Supplied data –
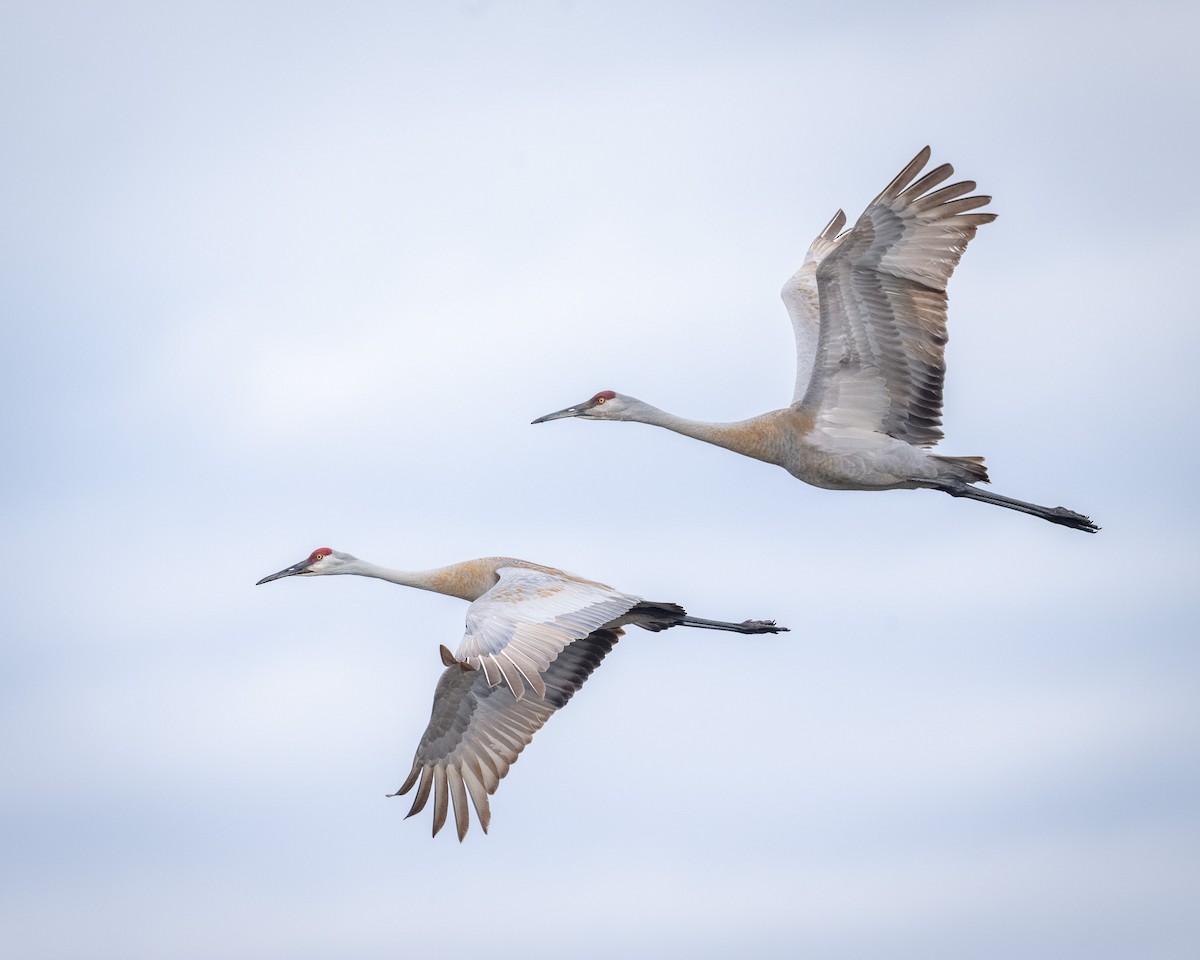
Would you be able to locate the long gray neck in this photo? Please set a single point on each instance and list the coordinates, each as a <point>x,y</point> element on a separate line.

...

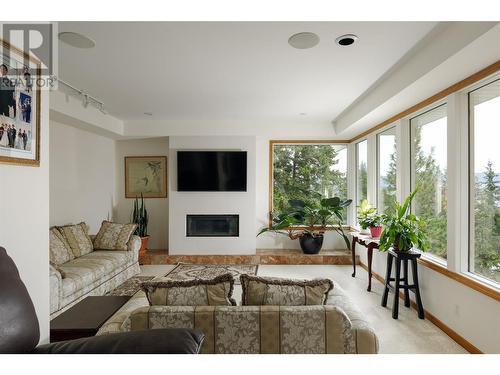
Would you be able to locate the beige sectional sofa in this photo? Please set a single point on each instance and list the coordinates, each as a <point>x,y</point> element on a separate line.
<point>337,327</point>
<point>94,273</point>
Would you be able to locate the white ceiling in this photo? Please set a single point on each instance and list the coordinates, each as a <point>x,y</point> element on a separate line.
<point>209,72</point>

* * *

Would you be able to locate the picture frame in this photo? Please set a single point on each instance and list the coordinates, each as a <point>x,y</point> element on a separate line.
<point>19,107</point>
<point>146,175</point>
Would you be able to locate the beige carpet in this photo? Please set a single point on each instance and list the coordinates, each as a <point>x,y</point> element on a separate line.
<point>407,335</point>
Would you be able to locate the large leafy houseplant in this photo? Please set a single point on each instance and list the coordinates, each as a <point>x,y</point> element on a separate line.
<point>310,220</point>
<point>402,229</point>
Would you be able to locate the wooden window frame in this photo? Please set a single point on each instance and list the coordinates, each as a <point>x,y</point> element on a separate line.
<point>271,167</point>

Written exercise –
Could you write out again only the rows that begin at the line containing "Would you be able to locate the white" and stop after the line containing "<point>209,72</point>", changing "white ceiling" to "ceiling light fixture" and leaving everything else unchanged?

Full answer –
Would you be able to locate the ceiling light fixture in this photo? Please set a single point on each instance and list the coordinates, each as a <point>x,y</point> element on a separate line.
<point>209,72</point>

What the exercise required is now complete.